• [ESERCIZIO ASSEGNATO A]
Conti le righe delle voci che contengono la stringa "shirt" e riporti soltanto il numero.

• [TESTO DEL DOCUMENTO]
>>>>>
In foto una scena del film Captive State.
In foto una scena del film Captive State.

Perché Captive State non fa niente per nascondere, o meglio, fa di tutto per evidenziare, la propria filiazione dal cinema di lotta di John Carpenter o Brian Yuzna. L'allegoria usata come strumento più antico del mondo per raccontare quel che non va nel nostro presente, nascondendolo in situazioni archetipiche o di fantasia. Perché gli alieni, i Legislatori, si vedono poco e spaventano ancor meno, al di là di un cacofonico scricchiolio? Perché il vero villain, l'obiettivo della paranoia da invasione sta altrove, come stava altrove quando orde di radioascoltatori impazzirono di fronte alla voce di Orson Welles che recitava "La guerra dei mondi". Ieri era la guerra fredda, oggi è un potere più occulto e nascosto.

La divisione in caste della società e l'inguaribile tendenza al trasformismo caratterizzano l'invettiva di Wyatt, con più di un legame con La notte del giudizio e suoi sequel sempre più esplicitamente politici. Un potere invisibile, sotterraneo: una rete di spie che osserva ovunque e si accanisce sugli elementi marginali e svantaggiati della società. Il tipico scenario da sci-fi distopica con l'aggravante di una sensazione di disperata irreversibilità, che porta allo strappo più violento della visione di Wyatt.

Per la prima volta in un film americano, infatti, gli eroi sono esplicitamente dei kamikaze, che provocano vittime anche tra i collaborazionisti umani, tra cittadini americani, oltre che tra gli alieni. Gli atti autodistruttivi di questi neo-martiri di Chicago richiamano esplicitamente a metodi e immagini da sempre associati all'incubo ricorrente della storia americana recente. Dai caccia Zero pilotati dai giapponesi durante la seconda guerra mondiale ai terroristi islamici e non degli ultimi decenni la superpotenza è stata seriamente minacciata solo dall'azione suicida di singoli individui.

Con coraggio mirabile Wyatt mette in scena un sistema che, per larghi tratti, riproduce quanto compiuto dagli Stati Uniti e dagli alleati occidentali in Medio Oriente, arrivando quindi a capire, se non a giustificare, gli atti di disperazione portati a termine da popoli privi di vie d'uscita. Che derivino da qui, più che da un effettivo timore di ritorno commerciale, le paure di Dreamworks e Amblin Entertainment? Che si debba a questo una strategia talmente prudente da risultare controproducente per la divulgazione del film? Materia da "bar del cinema", appunto. Ma è una lieta notizia apprendere che il cinema sia ancora in grado, anche in opere fragili o minori ma in qualche modo eversive, di minare le nostre certezze, di approfondire le nostre paure. Captive State, nonostante tutto, ci riesce.
<<<<<
• [ESERCIZIO ASSEGNATO B]
Elenchi tutte le persone nominate nel testo del documento, indicandole con il nome così come vi compare.

Una serie di voci
>>>>>
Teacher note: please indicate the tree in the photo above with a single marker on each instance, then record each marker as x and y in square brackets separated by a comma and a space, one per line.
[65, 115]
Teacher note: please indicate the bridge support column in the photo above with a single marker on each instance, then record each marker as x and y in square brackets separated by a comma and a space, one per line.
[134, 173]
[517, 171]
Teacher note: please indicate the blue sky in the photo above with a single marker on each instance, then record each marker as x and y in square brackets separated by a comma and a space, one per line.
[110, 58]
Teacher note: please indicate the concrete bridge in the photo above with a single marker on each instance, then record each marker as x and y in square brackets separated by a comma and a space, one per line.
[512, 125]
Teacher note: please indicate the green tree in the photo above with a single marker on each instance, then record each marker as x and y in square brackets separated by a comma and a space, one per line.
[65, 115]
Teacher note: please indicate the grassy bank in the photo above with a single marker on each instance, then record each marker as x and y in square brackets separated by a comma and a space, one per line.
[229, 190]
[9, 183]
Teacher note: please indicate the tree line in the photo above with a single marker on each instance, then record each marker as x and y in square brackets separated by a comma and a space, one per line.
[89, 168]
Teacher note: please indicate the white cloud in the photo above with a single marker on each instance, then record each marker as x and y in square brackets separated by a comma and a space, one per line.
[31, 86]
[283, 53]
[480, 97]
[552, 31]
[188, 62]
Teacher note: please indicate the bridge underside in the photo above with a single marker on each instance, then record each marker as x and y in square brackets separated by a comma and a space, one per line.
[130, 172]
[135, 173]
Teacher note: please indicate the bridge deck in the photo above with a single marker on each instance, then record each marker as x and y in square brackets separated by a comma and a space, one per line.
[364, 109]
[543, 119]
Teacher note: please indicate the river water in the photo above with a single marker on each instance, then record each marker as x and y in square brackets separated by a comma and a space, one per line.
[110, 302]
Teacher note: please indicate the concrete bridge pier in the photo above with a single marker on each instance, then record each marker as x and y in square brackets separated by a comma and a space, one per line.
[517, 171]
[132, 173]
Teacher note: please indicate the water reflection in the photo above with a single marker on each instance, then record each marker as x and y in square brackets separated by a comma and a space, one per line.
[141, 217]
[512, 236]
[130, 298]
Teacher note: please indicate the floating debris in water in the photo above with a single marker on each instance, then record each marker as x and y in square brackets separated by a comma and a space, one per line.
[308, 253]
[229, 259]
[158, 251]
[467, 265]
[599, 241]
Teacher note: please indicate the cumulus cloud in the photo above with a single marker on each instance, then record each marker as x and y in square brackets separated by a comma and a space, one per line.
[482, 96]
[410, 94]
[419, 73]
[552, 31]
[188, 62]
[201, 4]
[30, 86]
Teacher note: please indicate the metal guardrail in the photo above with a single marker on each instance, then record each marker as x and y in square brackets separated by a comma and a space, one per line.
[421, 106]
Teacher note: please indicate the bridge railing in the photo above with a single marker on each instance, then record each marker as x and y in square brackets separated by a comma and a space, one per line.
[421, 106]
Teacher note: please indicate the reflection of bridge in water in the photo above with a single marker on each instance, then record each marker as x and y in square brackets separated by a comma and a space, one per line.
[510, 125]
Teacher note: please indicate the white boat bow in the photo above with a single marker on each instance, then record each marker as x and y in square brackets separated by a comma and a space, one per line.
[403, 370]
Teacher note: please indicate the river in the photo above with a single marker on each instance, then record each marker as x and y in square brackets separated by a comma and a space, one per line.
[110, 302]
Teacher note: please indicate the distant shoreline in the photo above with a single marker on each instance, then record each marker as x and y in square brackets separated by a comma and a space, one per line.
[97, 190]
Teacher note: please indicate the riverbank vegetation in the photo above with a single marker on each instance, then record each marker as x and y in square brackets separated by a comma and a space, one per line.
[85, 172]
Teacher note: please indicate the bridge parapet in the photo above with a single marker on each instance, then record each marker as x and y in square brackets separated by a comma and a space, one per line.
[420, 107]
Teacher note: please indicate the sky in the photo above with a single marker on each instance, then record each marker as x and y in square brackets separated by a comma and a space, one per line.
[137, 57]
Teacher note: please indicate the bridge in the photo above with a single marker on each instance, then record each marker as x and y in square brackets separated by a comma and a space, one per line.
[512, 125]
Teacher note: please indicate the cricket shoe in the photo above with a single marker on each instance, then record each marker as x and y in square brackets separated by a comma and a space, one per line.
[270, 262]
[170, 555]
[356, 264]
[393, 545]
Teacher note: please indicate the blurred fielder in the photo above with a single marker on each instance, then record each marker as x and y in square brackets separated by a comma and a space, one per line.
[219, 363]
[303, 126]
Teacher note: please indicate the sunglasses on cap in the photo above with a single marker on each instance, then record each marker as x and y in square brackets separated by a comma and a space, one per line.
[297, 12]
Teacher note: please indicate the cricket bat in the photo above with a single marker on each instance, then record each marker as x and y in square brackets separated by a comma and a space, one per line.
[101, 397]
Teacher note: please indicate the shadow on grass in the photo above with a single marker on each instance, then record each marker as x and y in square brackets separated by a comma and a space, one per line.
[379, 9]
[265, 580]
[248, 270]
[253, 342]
<<<<<
>>>>>
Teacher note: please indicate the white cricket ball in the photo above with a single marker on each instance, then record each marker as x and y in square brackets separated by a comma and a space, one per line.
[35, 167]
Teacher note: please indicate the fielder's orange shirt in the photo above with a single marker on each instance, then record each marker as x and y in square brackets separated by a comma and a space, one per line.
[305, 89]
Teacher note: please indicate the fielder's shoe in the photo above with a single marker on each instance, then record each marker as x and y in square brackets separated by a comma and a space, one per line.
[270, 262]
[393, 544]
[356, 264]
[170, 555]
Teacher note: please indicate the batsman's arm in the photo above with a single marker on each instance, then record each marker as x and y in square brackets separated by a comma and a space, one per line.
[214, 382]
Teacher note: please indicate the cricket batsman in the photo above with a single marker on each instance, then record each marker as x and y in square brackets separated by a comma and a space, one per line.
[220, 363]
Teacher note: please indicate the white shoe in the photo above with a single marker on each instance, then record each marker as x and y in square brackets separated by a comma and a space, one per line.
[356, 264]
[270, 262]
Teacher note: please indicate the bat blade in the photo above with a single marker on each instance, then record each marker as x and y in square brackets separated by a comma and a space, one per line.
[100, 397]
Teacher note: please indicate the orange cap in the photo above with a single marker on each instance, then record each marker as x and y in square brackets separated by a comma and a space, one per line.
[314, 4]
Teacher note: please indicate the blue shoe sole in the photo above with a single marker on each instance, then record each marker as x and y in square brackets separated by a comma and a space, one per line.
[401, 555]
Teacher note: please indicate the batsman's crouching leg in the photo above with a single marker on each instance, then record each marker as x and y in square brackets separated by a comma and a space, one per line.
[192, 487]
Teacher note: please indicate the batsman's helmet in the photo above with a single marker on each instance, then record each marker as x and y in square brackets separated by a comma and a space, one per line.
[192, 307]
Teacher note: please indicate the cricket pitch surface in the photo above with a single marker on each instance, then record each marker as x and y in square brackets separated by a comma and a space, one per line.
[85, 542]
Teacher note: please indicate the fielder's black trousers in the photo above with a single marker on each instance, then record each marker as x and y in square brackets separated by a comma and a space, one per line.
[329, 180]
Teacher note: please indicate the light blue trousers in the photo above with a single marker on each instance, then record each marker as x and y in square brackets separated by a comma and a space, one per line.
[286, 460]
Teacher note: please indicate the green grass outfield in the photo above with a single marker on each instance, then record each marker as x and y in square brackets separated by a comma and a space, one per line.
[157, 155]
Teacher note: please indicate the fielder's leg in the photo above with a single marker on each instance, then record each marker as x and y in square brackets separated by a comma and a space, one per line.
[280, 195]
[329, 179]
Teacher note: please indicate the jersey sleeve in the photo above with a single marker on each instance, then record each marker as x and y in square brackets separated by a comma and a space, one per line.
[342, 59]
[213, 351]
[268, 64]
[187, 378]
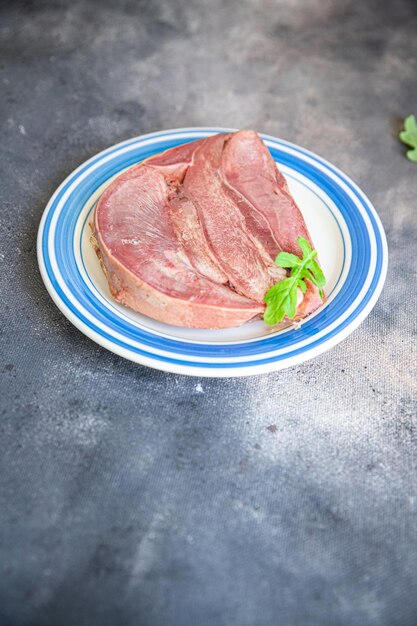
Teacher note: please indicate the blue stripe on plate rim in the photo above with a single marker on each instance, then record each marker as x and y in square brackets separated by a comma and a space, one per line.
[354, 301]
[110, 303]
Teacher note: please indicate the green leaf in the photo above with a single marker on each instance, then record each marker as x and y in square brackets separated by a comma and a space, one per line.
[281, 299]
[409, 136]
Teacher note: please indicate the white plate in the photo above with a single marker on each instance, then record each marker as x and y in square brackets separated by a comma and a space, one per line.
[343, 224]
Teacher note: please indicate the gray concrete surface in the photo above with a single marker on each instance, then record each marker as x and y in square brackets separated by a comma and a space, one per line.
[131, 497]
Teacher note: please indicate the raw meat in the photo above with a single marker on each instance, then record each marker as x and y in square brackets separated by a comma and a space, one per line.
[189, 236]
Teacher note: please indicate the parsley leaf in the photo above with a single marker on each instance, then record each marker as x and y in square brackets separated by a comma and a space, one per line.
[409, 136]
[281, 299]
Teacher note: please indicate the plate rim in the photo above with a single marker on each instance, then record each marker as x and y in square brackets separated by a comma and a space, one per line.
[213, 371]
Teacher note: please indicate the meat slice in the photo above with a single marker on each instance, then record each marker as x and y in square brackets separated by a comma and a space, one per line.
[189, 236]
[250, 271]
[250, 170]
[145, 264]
<<<<<
• [RISPOSTA ATTESA A]
1

• [RISPOSTA ATTESA B]
John Carpenter, Brian Yuzna, Orson Welles, Wyatt